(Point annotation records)

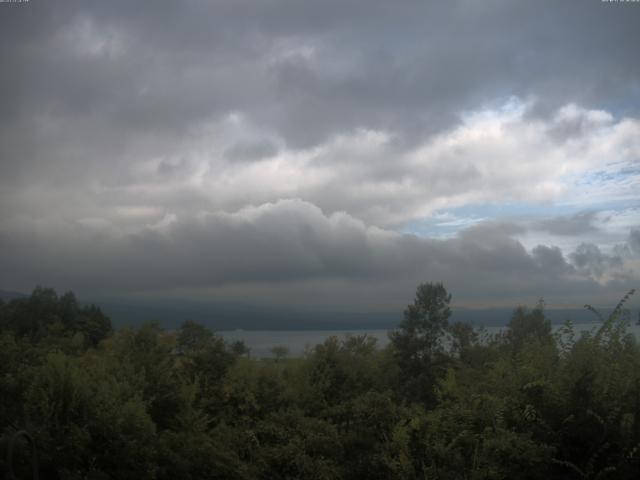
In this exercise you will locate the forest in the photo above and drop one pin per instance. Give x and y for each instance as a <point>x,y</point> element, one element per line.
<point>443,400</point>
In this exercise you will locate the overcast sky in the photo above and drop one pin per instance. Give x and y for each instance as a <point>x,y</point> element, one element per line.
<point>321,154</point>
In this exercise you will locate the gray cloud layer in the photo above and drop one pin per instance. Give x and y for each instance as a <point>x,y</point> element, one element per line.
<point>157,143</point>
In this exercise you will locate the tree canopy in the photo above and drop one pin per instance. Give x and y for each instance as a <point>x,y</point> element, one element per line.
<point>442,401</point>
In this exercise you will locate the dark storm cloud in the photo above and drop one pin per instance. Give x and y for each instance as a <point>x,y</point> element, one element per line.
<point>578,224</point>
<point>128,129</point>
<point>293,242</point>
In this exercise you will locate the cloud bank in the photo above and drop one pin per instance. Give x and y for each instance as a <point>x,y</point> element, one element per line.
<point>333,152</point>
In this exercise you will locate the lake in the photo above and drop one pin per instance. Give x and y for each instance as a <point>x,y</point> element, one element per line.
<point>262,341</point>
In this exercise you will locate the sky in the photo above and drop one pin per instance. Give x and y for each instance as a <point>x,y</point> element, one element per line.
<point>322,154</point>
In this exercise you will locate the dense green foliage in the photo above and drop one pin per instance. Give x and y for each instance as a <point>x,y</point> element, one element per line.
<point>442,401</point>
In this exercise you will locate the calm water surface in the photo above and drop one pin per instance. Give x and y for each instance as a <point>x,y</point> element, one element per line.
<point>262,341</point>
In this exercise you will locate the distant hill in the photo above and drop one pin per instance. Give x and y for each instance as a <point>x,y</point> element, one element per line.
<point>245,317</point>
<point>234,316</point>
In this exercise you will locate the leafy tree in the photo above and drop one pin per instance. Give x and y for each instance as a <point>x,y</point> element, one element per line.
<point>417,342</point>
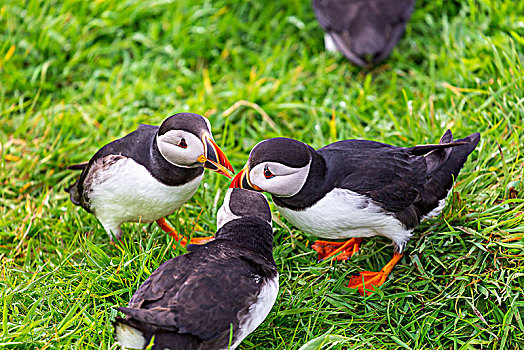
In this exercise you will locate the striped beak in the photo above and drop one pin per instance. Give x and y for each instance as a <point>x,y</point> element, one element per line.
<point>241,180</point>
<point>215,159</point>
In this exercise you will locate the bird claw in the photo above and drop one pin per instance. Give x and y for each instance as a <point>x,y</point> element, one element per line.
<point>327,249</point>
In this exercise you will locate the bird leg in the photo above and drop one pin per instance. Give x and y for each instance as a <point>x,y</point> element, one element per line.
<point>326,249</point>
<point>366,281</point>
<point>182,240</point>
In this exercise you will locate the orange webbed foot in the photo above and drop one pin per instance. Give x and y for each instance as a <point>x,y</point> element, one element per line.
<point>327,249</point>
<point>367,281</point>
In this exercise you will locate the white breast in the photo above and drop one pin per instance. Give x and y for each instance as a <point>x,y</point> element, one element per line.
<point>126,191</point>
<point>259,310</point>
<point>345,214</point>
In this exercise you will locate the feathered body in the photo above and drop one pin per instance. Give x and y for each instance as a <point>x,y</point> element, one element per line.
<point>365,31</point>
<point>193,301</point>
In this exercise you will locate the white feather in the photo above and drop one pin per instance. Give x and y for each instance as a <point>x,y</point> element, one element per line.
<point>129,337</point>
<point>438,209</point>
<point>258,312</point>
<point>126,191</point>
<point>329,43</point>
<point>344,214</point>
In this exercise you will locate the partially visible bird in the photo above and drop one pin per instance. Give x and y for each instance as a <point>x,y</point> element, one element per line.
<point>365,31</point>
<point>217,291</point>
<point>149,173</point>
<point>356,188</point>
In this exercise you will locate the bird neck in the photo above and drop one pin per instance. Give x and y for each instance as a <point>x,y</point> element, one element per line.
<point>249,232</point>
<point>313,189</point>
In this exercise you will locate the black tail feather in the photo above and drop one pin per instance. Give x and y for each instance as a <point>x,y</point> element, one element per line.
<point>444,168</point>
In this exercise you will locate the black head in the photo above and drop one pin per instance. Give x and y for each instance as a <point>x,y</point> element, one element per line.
* * *
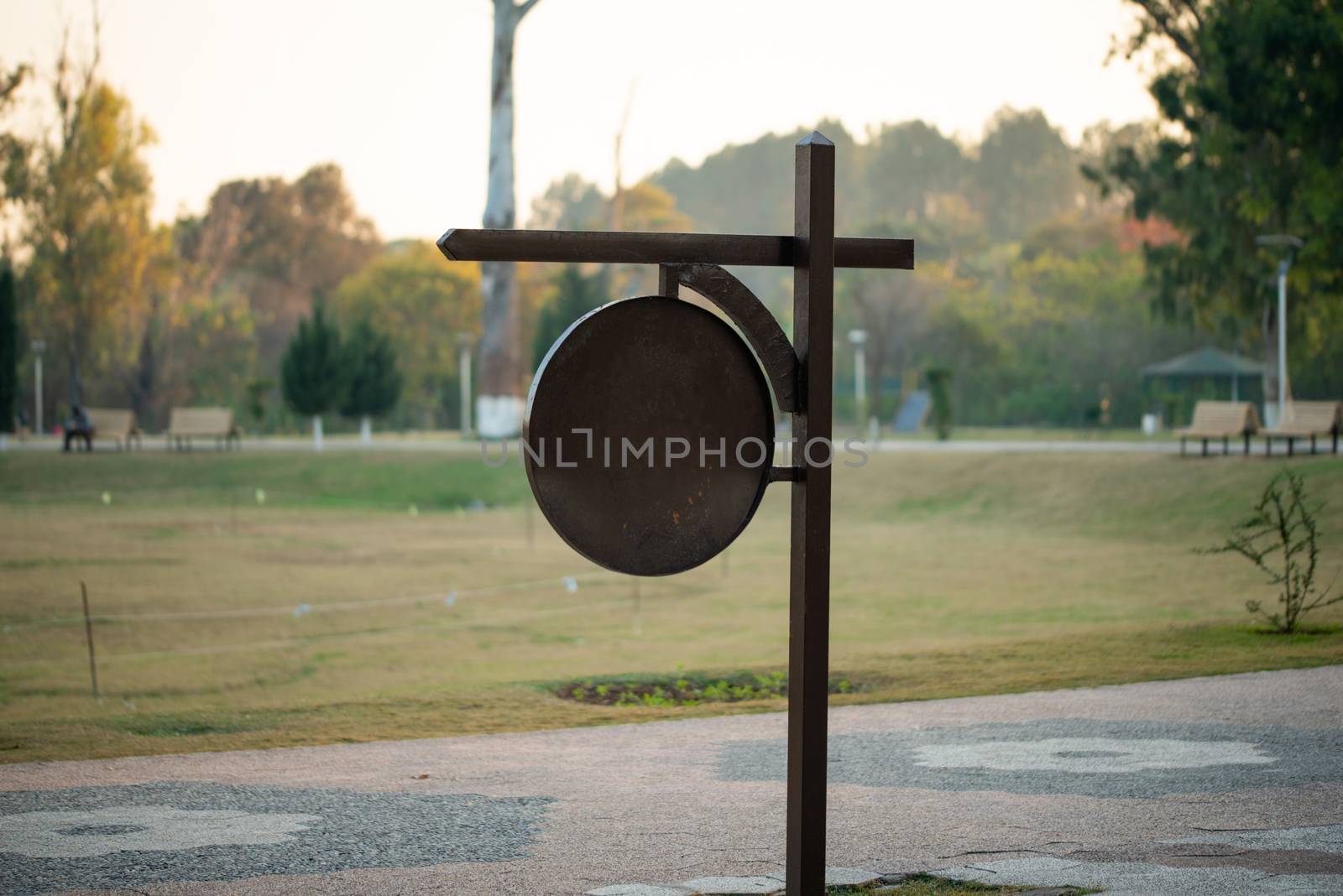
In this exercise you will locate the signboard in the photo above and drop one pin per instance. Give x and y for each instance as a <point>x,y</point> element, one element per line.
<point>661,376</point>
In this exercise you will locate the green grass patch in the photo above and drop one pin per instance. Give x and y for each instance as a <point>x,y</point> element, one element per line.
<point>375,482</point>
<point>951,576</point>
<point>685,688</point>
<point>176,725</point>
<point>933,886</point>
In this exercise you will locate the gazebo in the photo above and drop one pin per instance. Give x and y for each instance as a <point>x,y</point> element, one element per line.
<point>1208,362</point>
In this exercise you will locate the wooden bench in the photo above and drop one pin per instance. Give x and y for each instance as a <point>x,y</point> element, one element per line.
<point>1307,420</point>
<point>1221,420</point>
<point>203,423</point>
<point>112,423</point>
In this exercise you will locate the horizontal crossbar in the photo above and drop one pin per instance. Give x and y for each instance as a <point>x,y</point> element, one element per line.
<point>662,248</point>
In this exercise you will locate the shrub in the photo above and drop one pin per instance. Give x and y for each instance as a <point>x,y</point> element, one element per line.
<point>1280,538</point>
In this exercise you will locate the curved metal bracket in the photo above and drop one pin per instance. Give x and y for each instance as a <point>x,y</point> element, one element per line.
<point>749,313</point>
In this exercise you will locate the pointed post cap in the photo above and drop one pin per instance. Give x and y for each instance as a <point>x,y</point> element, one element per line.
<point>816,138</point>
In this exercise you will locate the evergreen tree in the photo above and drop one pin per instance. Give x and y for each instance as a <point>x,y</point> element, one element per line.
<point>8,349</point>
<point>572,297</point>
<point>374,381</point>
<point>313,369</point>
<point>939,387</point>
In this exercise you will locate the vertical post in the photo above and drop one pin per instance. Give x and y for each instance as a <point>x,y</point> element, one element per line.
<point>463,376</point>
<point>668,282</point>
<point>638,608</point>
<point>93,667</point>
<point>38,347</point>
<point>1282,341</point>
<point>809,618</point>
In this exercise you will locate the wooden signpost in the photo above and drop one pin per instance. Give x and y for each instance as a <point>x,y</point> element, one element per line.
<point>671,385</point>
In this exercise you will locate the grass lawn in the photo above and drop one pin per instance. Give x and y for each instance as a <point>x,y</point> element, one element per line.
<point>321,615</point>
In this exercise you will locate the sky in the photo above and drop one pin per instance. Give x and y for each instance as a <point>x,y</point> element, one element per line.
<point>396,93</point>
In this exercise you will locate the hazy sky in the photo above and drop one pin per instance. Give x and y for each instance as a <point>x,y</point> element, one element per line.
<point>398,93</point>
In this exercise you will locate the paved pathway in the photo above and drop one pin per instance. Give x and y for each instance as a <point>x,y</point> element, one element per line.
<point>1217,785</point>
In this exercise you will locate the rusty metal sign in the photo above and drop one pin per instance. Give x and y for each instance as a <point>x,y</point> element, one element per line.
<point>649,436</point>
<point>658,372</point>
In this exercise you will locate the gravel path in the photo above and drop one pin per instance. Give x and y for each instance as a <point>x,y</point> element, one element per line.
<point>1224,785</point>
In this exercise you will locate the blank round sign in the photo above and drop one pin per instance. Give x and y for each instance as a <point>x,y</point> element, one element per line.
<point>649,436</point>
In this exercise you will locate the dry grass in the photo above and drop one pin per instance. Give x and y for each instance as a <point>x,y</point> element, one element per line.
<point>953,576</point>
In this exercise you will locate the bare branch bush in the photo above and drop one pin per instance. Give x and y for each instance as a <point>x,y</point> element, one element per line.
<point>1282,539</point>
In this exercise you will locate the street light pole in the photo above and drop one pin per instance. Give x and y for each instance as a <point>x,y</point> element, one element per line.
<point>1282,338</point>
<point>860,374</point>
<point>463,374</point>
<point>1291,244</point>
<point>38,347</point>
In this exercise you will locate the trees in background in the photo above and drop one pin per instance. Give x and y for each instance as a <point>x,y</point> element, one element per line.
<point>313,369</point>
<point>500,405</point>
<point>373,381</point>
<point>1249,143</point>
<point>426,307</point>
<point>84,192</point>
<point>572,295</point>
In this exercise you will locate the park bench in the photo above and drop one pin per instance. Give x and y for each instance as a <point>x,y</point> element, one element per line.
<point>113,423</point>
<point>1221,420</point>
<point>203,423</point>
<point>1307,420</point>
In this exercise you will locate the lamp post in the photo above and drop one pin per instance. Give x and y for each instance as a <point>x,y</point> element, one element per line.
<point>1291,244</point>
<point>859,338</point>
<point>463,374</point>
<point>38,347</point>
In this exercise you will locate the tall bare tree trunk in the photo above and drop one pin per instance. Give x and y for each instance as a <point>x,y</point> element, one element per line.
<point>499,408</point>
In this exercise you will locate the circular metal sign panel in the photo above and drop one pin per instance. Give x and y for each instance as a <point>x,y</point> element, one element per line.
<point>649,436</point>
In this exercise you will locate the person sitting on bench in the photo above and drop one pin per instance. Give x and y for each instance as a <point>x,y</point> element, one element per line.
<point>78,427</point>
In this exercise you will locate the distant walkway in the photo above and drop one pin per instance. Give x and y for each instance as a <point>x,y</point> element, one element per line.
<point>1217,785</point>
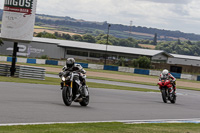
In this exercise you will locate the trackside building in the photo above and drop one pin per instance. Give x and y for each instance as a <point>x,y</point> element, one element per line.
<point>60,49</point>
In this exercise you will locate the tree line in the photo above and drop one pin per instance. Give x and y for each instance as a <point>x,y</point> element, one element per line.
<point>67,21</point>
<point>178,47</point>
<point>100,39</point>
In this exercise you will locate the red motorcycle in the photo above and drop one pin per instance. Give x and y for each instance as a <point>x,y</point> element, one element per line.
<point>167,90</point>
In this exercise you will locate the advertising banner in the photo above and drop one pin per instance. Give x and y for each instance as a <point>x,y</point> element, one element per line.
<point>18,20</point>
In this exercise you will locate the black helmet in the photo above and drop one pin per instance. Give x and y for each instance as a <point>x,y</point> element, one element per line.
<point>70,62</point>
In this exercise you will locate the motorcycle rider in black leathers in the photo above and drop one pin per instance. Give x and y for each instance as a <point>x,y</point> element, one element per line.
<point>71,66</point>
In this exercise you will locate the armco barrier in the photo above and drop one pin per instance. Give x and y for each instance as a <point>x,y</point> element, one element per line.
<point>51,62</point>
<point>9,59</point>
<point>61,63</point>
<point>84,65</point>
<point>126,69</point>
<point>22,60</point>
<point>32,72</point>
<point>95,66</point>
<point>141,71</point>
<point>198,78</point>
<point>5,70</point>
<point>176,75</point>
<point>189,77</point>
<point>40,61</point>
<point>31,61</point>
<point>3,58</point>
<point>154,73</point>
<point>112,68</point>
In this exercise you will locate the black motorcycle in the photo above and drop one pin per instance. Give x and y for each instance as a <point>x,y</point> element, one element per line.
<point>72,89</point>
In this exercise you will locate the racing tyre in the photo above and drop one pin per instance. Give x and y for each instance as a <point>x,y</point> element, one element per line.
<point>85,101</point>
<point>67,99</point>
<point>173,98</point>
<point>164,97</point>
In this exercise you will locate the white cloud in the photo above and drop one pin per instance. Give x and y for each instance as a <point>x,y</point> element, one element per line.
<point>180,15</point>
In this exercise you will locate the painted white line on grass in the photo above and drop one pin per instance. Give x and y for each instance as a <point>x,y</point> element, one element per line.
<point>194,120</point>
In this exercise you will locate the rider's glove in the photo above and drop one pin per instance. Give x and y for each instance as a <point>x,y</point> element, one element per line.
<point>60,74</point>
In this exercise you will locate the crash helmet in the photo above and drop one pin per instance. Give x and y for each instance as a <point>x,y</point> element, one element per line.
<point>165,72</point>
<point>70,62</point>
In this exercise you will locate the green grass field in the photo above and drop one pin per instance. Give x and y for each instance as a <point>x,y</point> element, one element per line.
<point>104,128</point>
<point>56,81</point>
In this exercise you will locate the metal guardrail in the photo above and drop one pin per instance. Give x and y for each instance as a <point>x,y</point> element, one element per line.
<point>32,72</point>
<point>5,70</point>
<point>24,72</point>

> _Stated problem_:
Rewrite everything from the line containing "In this exercise you will locate the forest" down to the line containing "<point>322,154</point>" with "pin" replaced by "marker". Leave all other text unchanged.

> _Result_:
In this exercise you will locate the forest in the photo above and drop one marker per instance. Give x and y for each instance as a <point>x,y</point> element, one element per line.
<point>443,400</point>
In this exercise you will locate the overcast sky in the photo above and drop one marker per instance. Give x and y for each instance as a <point>x,y</point> element, one element per line.
<point>321,154</point>
In this exercise you will locate the gray cloud layer in the photo above and drop one marker per instance. Give x and y for each instance as a <point>x,y</point> element, one element per line.
<point>157,143</point>
In this exercise you will locate the tree canopy in the photo above and drop one marker per instance. Give x and y for each instance as a <point>x,y</point> element, one element per line.
<point>442,401</point>
In this exercise you will locate the dark storm cloud in the photo above and drop one marker per instance. Give x and y for each instance as a <point>x,y</point> element, one element per line.
<point>578,224</point>
<point>128,129</point>
<point>293,242</point>
In this exercise you will locate the cloud bank in the photo above and drop one marker per instance. Give x and y for each instance as a <point>x,y</point> element, one element per line.
<point>333,152</point>
In this exercise you will locate the lake in the photo above and drop one marker per instance. Give x and y for each instance as a <point>x,y</point> element, one element per line.
<point>262,341</point>
In this exercise you will locate the sky in the photo above and drop one marker per instance. Give x and y for each instance as a <point>x,y</point> element, one element per line.
<point>322,154</point>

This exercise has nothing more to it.